Task to complete:
Will you write out the data exactly, excluding every picture?

──────── Exercise inputs ────────

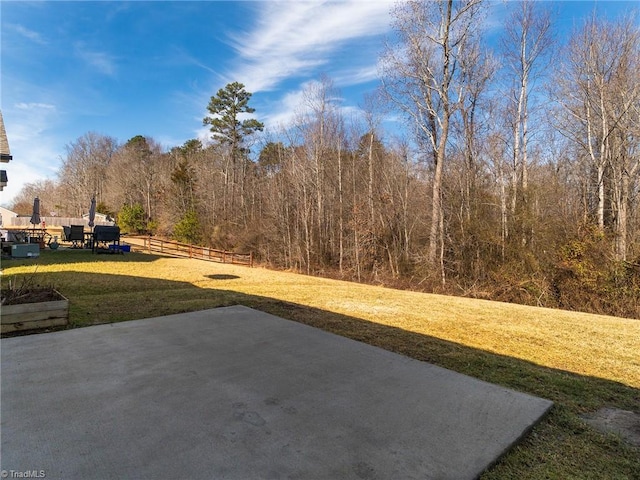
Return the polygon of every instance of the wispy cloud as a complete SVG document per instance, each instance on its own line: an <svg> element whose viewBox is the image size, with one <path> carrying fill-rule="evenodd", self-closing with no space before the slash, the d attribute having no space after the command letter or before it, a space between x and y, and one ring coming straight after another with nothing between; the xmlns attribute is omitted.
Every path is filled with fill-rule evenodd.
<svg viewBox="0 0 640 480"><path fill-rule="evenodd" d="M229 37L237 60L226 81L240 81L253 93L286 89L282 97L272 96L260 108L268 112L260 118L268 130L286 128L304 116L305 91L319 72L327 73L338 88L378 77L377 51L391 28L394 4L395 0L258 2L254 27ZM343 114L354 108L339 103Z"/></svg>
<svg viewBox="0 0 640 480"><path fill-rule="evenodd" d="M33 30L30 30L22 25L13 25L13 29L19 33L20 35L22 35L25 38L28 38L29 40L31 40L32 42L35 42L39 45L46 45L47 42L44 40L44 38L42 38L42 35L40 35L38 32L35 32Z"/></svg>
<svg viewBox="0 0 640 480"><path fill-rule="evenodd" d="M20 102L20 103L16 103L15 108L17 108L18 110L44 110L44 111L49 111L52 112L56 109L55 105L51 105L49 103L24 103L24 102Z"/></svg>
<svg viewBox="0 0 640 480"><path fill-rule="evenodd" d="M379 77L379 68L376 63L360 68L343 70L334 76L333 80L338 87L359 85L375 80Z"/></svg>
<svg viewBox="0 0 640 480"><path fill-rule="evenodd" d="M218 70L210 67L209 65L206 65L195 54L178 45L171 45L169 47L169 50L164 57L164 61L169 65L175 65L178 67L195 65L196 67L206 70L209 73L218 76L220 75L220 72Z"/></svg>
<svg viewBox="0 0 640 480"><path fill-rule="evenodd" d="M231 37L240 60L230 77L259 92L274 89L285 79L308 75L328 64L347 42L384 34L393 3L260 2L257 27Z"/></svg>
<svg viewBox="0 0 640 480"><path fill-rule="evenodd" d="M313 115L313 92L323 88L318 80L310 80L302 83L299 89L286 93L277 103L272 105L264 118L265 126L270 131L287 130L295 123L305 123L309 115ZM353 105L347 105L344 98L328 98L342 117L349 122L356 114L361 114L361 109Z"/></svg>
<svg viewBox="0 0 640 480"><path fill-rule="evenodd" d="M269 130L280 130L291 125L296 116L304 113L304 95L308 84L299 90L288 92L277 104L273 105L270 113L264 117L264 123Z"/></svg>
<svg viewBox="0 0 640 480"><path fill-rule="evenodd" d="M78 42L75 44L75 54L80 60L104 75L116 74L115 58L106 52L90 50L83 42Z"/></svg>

────────

Final answer:
Return the polygon of every instance of the wispy cloud as a complete SVG document per instance, each instance on its own line: an <svg> element whose viewBox is the image size, with one <path> carrying fill-rule="evenodd", self-closing with no space before the slash, the d attribute having no space after the command letter or before it, a space between x and y, and one ring coming straight after another with nothing between; the xmlns attribute is omitted.
Every path is filled with fill-rule evenodd.
<svg viewBox="0 0 640 480"><path fill-rule="evenodd" d="M229 37L237 60L226 81L240 81L253 93L286 89L282 97L272 96L260 108L268 112L260 118L268 130L286 128L304 116L305 91L319 72L327 73L338 88L378 77L377 51L391 28L394 4L395 0L258 2L254 27ZM343 114L354 108L339 103Z"/></svg>
<svg viewBox="0 0 640 480"><path fill-rule="evenodd" d="M33 30L30 30L22 25L13 25L13 29L19 33L20 35L22 35L25 38L28 38L29 40L31 40L32 42L35 42L39 45L46 45L47 42L44 40L44 38L42 38L42 35L40 35L38 32L35 32Z"/></svg>
<svg viewBox="0 0 640 480"><path fill-rule="evenodd" d="M20 102L20 103L16 103L15 108L17 108L18 110L44 110L44 111L49 111L52 112L56 109L55 105L51 105L49 103L24 103L24 102Z"/></svg>
<svg viewBox="0 0 640 480"><path fill-rule="evenodd" d="M379 77L379 68L376 63L360 68L343 70L334 76L333 80L338 87L359 85L375 80Z"/></svg>
<svg viewBox="0 0 640 480"><path fill-rule="evenodd" d="M218 70L210 67L209 65L206 65L195 54L178 45L171 45L169 47L169 50L164 57L164 61L169 65L175 65L178 67L195 65L196 67L206 70L209 73L218 76L220 75L220 72Z"/></svg>
<svg viewBox="0 0 640 480"><path fill-rule="evenodd" d="M231 37L240 60L230 77L259 92L274 89L285 79L308 75L328 64L347 42L384 34L393 3L260 2L257 27Z"/></svg>
<svg viewBox="0 0 640 480"><path fill-rule="evenodd" d="M313 115L313 92L323 88L318 80L310 80L302 83L299 89L286 93L277 103L272 105L264 118L265 126L270 131L287 130L295 123L305 123L309 115ZM353 105L347 105L344 98L328 98L342 117L349 122L356 114L361 114L361 109Z"/></svg>
<svg viewBox="0 0 640 480"><path fill-rule="evenodd" d="M269 130L280 130L291 125L296 116L304 113L304 95L308 84L299 90L288 92L277 104L273 105L270 113L264 117L264 123Z"/></svg>
<svg viewBox="0 0 640 480"><path fill-rule="evenodd" d="M78 42L75 44L75 54L80 60L104 75L116 74L115 58L106 52L90 50L83 42Z"/></svg>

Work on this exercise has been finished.